**Task brief**
Arrange all the entries below as a numbered list, leaving out any blank lines.

(Some entries)

····················

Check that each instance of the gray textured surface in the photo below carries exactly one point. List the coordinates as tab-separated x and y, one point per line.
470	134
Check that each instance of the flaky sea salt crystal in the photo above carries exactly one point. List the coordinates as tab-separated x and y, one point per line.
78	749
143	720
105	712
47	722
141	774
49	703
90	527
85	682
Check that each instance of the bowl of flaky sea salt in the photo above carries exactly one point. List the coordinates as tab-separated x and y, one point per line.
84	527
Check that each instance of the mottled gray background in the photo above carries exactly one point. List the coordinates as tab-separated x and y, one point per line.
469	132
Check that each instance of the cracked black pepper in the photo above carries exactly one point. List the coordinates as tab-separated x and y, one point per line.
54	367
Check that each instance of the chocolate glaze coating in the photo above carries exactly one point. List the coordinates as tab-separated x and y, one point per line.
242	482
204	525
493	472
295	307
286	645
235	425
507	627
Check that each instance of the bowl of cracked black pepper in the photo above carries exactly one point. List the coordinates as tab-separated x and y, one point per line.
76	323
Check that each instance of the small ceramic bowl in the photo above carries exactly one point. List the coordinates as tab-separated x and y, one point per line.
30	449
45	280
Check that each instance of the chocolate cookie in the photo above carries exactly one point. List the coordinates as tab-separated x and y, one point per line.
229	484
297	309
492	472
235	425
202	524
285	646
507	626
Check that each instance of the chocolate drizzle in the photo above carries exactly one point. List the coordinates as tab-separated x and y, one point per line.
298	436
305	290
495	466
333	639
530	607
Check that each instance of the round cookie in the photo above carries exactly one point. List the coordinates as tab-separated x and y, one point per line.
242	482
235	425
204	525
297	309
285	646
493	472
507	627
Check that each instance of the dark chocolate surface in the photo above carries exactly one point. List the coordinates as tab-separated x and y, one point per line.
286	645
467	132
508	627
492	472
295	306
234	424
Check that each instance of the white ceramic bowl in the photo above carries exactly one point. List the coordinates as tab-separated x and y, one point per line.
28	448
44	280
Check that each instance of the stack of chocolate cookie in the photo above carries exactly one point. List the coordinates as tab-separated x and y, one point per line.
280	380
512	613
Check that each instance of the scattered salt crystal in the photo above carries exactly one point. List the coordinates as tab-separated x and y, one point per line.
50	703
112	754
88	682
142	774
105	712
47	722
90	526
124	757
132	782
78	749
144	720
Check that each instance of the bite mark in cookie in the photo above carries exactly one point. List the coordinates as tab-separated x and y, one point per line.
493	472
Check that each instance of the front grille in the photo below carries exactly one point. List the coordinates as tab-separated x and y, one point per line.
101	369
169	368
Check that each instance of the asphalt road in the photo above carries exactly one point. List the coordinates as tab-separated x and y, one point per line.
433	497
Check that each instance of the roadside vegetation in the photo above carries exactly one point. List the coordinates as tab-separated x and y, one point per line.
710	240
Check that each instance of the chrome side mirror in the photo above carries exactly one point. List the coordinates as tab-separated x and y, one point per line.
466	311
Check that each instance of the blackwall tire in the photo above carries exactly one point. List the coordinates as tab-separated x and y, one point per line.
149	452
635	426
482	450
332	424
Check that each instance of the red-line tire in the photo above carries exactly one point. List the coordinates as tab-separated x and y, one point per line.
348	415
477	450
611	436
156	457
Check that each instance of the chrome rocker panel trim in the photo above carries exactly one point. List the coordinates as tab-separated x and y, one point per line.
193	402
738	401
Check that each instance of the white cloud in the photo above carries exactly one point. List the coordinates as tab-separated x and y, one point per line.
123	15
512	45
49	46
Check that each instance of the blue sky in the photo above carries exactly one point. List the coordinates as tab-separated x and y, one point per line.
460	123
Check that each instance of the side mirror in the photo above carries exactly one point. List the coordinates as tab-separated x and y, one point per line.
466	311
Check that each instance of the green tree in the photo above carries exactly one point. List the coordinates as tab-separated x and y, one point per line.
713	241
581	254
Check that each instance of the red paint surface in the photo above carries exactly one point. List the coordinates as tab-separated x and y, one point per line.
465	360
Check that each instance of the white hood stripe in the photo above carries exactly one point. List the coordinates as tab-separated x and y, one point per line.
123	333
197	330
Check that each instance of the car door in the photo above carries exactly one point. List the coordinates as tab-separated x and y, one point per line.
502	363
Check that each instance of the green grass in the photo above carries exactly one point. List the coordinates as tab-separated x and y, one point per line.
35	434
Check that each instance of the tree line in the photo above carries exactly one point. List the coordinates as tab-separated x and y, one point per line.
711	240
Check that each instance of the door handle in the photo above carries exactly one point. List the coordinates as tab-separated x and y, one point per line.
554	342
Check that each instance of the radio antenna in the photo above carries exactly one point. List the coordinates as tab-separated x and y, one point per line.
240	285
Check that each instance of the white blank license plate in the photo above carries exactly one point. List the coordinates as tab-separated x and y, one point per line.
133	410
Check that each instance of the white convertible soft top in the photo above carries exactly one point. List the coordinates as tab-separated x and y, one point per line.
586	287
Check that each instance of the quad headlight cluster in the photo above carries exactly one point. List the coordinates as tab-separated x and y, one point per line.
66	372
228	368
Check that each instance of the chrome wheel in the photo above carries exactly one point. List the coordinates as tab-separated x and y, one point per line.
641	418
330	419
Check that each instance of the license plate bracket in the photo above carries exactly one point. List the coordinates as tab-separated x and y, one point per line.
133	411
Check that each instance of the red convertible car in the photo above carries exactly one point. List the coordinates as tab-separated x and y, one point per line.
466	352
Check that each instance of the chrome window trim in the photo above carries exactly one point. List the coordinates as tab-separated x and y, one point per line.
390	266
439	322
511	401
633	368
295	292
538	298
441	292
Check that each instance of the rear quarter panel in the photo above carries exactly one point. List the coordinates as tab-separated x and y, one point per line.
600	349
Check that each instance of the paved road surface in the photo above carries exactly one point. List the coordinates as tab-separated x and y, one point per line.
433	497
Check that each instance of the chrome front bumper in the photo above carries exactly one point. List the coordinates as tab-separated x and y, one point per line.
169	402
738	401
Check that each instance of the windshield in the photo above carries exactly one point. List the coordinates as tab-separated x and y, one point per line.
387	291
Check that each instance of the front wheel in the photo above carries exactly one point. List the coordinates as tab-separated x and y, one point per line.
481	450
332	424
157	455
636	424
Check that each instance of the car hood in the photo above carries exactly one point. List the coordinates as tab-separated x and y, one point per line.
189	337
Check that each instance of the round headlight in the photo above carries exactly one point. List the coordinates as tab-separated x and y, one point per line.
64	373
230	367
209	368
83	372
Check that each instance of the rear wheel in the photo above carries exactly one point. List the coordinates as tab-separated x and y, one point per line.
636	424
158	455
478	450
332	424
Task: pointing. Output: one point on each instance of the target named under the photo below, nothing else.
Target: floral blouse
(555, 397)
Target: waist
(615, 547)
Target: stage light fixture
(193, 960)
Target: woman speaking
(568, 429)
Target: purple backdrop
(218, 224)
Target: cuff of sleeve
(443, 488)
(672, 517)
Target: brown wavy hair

····················

**Task solution**
1. Check that each instance of the gray textured surface in the photo below carries exactly one point. List the coordinates as tab-separated x and y, one point per line.
2. 470	134
3. Check that each instance of the flaky sea salt crystal in the photo above carries exactly one point. List the coordinates as tab-separated x and y, one point per line.
4. 78	749
5. 143	720
6. 105	712
7. 47	722
8. 141	774
9. 49	703
10. 90	527
11. 85	682
12. Check that each instance of the bowl of flaky sea salt in the photo above carries exactly one point. List the coordinates as tab-separated x and y, one point per line.
13. 84	527
14. Check that each instance of the mottled gray background in the photo above carries exactly one point. List the coordinates as tab-separated x and y, one point per line.
15. 469	132
16. Check that each instance of the cracked black pepper in the photo above carries exactly one point. List the coordinates as tab-separated x and y, one point per line.
17. 54	367
18. Check that each instance of the chocolate glaze coating in the photo above carries exactly one point. List the coordinates as tab-separated x and y, one point per line.
19. 242	482
20. 204	525
21. 493	472
22. 295	307
23. 286	645
24. 235	425
25. 507	627
26. Check that each instance of the bowl of cracked black pepper in the photo above carries exactly one point. List the coordinates as tab-separated x and y, one point per line.
27. 76	323
28. Check that each instance of the small ceramic bowl in the photo above carries exactly one point. List the coordinates as tab-separated x and y, one point per line.
29. 30	449
30. 45	280
31. Check that each instance of the chocolate cookie in the photo above carries exactly one point. List the coordinates as tab-separated x and y, one point per line.
32. 229	484
33. 297	309
34. 492	472
35. 235	425
36. 202	524
37. 285	646
38. 507	626
39. Check that each instance of the chocolate drizzle in the photo above carries exactly one point. List the coordinates as tab-separated x and y, one point per line.
40. 298	436
41. 305	290
42. 495	466
43. 333	639
44. 530	607
45. Check that each instance of the round cookie in the photo above carries exactly one point. List the coordinates as tab-separated x and y, one point per line.
46. 242	482
47. 235	425
48. 204	525
49. 297	309
50. 285	646
51. 493	472
52. 507	627
53. Check that each instance of the dark chocolate surface in the photo above carries exactly one point. List the coordinates as tab-separated x and y, one point per line.
54. 286	645
55. 467	132
56. 508	627
57. 492	472
58. 295	306
59. 234	424
60. Check that each instance of the white ceramic bowl in the photo above carries exactly one point. List the coordinates as tab-separated x and y, one point per line.
61. 28	448
62. 44	280
63. Check that each instance of the stack of chocolate cookie in the photo above carries exactly one point. List the coordinates as tab-separated x and y, one point per line.
64. 280	380
65. 512	613
66. Check that each instance of the scattered salt crystal in the photo above carries exactly one point. List the coordinates as tab-separated x and y, one point per line.
67. 50	703
68. 112	754
69. 88	682
70. 142	774
71. 105	712
72. 47	722
73. 90	526
74. 124	757
75. 132	782
76. 78	749
77. 144	720
78. Check that each instance of the bite mark in cookie in the photo above carries exactly one point. List the coordinates as tab-separated x and y, one point per line.
79. 493	472
80. Check that each instance of the front grille in the photo below carries exactly one point. List the coordinates as tab-separated x and y, one point per line.
81. 101	369
82. 169	368
83. Check that each instance of the asphalt road in the photo above carries exactly one point. List the coordinates as tab-separated x and y, one point per line.
84. 433	497
85. Check that each instance of the roadside vegetation in the photo above carries exactly one point. List the coordinates as tab-separated x and y, one point per line.
86. 710	240
87. Check that each instance of the chrome side mirror in the photo above carries exactly one point. List the coordinates as tab-separated x and y, one point per line.
88. 466	311
89. Check that each instance of the blackwall tire in the photo above carries exactly one point. List the coordinates as tab-separated x and y, one point per line.
90. 149	452
91. 635	426
92. 482	450
93. 332	424
94. Check that each instance of the red-line tire in the photo above carries exactly one point. List the coordinates as tab-separated x and y, one point per line.
95. 348	415
96. 477	450
97. 611	436
98. 156	457
99. Check that each instance of the chrome rocker panel trim in the photo above carries exactly one point. List the coordinates as tab-separated x and y, one point per line.
100. 193	402
101. 738	401
102. Check that each instance of the white cloud in the photo above carries exactly one point. List the coordinates as tab-separated x and y, one point per line.
103. 123	15
104. 512	45
105. 49	46
106. Check that each instance of the blue sky in the photo above carries exactly one point. List the coordinates as tab-separated x and y, one point per line.
107. 460	123
108. Check that each instance of the side mirror in the photo above carries exactly one point. List the coordinates as tab-separated x and y, one point per line.
109. 466	311
110. Check that each instance of the green tree in the photo above carries exactly one point. List the coordinates as tab-separated x and y, one point per line.
111. 713	241
112. 581	254
113. Check that each instance of the red paint surface in the photo above carries exactly one point. List the coordinates as tab-separated x and y, one point per line.
114. 465	360
115. Check that each instance of the white hood stripe in the photo above carries exactly one point. List the coordinates as tab-separated x and y, one point per line.
116. 123	333
117. 197	330
118. Check that each instance of the car door in the photo above carries exactly one point. List the coordinates as tab-separated x and y, one point per line.
119. 502	363
120. Check that each instance of the green grass in the photo above carries exactly one point. List the coordinates as tab-separated x and y, one point per line.
121. 35	434
122. Check that each instance of the tree line in the photo above carries exactly one point. List the coordinates as tab-separated x and y, one point per line.
123. 711	240
124. Check that each instance of the door handle in the photo above carries exactly one point. List the coordinates as tab-separated x and y, one point per line.
125. 554	342
126. Check that each instance of the radio antenna in the photo above carries exactly one point. List the coordinates as tab-separated x and y, one point per line.
127. 240	285
128. Check that each instance of the white blank license plate in the photo above carries exactly one point. List the coordinates as tab-separated x and y, one point per line.
129. 133	410
130. Check that each instance of the white convertible soft top in the photo above carries exactly one point. List the coordinates as tab-separated x and y, one point per line.
131. 586	287
132. Check that each instance of the quad headlight cluster in the photo above carries exactly one point. List the coordinates as tab-separated x and y, one point per line.
133. 66	372
134. 228	368
135. Check that each instance of the chrome wheel in the photo above carries exactly one point. List the coordinates as tab-separated x and y, one point per line.
136. 641	418
137. 330	419
138. Check that each instance of the license plate bracket in the photo above carries exactly one point. List the coordinates as tab-separated x and y, one point per line.
139. 133	411
140. Check that each instance of the red convertible car in the photo above carries exactly one point. List the coordinates as tab-separated x and y, one point per line.
141. 466	352
142. Check that each instance of the chrome window trim in the photo above carries exactly one point. List the coordinates as tab-separated x and y, one point per line.
143. 390	266
144. 439	322
145. 511	401
146. 633	368
147. 295	292
148. 538	298
149. 441	292
150. Check that each instance of the rear quarter panel in the photo above carries exactly one point. List the coordinates as tab-separated x and y, one point per line.
151. 600	349
152. Check that each instance of the paved road surface in the photo above carries exactly one point. List the coordinates as tab-separated x and y, one point per line.
153. 433	497
154. Check that each instance of the chrome front bumper in the photo above carries exactly one point. List the coordinates as tab-separated x and y, one point per line.
155. 169	402
156. 738	401
157. Check that each instance of the windshield in the photo above carries exactly one point. List the coordinates as tab-separated x and y, one point per line.
158. 387	291
159. Check that each instance of the front wheel in the photo above carries exactly one point. List the coordinates as tab-separated x and y, one point per line.
160. 481	450
161. 332	424
162. 157	455
163. 636	424
164. Check that each instance of the car hood in the photo above carries exactly one point. List the coordinates as tab-separated x and y, one point per line.
165. 189	337
166. Check that each instance of the round headlight in the photo above carries exactly one point. List the coordinates as tab-separated x and y, one point per line.
167. 64	373
168. 230	367
169. 209	368
170. 83	372
171. Check that each instance of the rear wheel in the photo above carries exactly one point. List the coordinates as tab-separated x and y, one point per line.
172. 636	424
173. 158	455
174. 478	450
175. 332	424
176. Task: pointing. Output: one point on each instance of the target named under the photo below, nothing else.
177. Target: floral blouse
178. (555, 397)
179. Target: waist
180. (615, 547)
181. Target: stage light fixture
182. (193, 960)
183. Target: woman speaking
184. (568, 429)
185. Target: purple backdrop
186. (218, 224)
187. Target: cuff of sleeve
188. (443, 488)
189. (672, 517)
190. Target: brown wavy hair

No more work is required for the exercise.